#### TASK DIRECTIONS:
Present the following data again exactly as it is shown.

---------- SUPPLIED MATERIAL ----------

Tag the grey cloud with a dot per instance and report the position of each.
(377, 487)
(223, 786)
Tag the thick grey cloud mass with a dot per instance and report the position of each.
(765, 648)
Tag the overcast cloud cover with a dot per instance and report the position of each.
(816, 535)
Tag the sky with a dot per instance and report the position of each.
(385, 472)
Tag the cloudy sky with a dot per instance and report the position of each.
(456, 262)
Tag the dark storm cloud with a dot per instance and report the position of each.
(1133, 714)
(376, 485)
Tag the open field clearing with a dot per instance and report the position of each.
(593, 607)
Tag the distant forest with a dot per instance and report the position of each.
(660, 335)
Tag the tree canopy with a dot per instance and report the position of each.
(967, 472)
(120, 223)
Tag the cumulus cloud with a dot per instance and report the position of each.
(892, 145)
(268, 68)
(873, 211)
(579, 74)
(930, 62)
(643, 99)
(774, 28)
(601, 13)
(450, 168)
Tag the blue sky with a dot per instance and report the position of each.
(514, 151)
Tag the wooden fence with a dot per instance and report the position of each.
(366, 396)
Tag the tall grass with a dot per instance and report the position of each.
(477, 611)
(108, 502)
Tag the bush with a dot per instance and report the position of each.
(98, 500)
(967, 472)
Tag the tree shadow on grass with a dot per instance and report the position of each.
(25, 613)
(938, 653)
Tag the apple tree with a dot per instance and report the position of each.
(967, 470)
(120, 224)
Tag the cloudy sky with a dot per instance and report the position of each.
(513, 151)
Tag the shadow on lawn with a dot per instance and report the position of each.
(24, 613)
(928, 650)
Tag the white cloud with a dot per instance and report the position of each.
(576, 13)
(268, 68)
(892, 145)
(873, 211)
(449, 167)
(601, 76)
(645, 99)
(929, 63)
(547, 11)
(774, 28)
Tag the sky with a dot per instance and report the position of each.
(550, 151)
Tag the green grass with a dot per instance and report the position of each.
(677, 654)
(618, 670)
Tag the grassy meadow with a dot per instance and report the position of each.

----------

#### RESULT:
Tag the grey cloud with a dot per instance and report the position of each.
(377, 487)
(223, 786)
Tag the thick grey cloud mass with a dot per instance and report the position of each.
(765, 648)
Tag the overcast cloud cover with a dot per instance and report the position of each.
(816, 535)
Tag the sky with a dot per instance and report the position of each.
(385, 472)
Tag the cloudy sky with a dot per instance and report the position of each.
(456, 262)
Tag the dark storm cloud with a dot per instance and report the position of each.
(1133, 714)
(376, 485)
Tag the open field clearing with a dot per instance and report the position of each.
(593, 607)
Tag the distant forest with a dot per instance and report the position of each.
(660, 335)
Tag the tree canopy with a dot per instance and report the position of each.
(967, 472)
(120, 223)
Tag the cumulus cloud with a dot per instance and report the position of each.
(892, 145)
(268, 68)
(873, 211)
(579, 74)
(930, 62)
(643, 99)
(774, 28)
(601, 13)
(450, 168)
Tag the blue sky with a dot per instance and report the position of each.
(514, 151)
Tag the wooden fence with a dot per instance and report the position of each.
(366, 396)
Tag the tall grass with a dot per instance and report the position of each.
(477, 611)
(108, 502)
Tag the bush with a dot per instance and report the position of each.
(98, 500)
(967, 472)
Tag the tree shadow on grass with a dot per instance and report the position of each.
(25, 613)
(938, 653)
Tag the apple tree with a dot per instance and report the position of each.
(967, 470)
(120, 224)
Tag the cloudy sky with a dot per instance and report the position of each.
(513, 151)
Tag the shadow on lawn with a dot per instance and report the position of each.
(24, 613)
(928, 650)
Tag the white cloud with a dot per instance and report the position of each.
(576, 13)
(268, 68)
(892, 145)
(873, 211)
(449, 167)
(601, 76)
(645, 99)
(929, 63)
(547, 11)
(774, 28)
Tag the sky with a dot per instance and report the position of each.
(550, 151)
Tag the green grass with a dot per instance and report the position of each.
(677, 654)
(618, 670)
Tag the grassy meadow with a dot per instance and report the position of each.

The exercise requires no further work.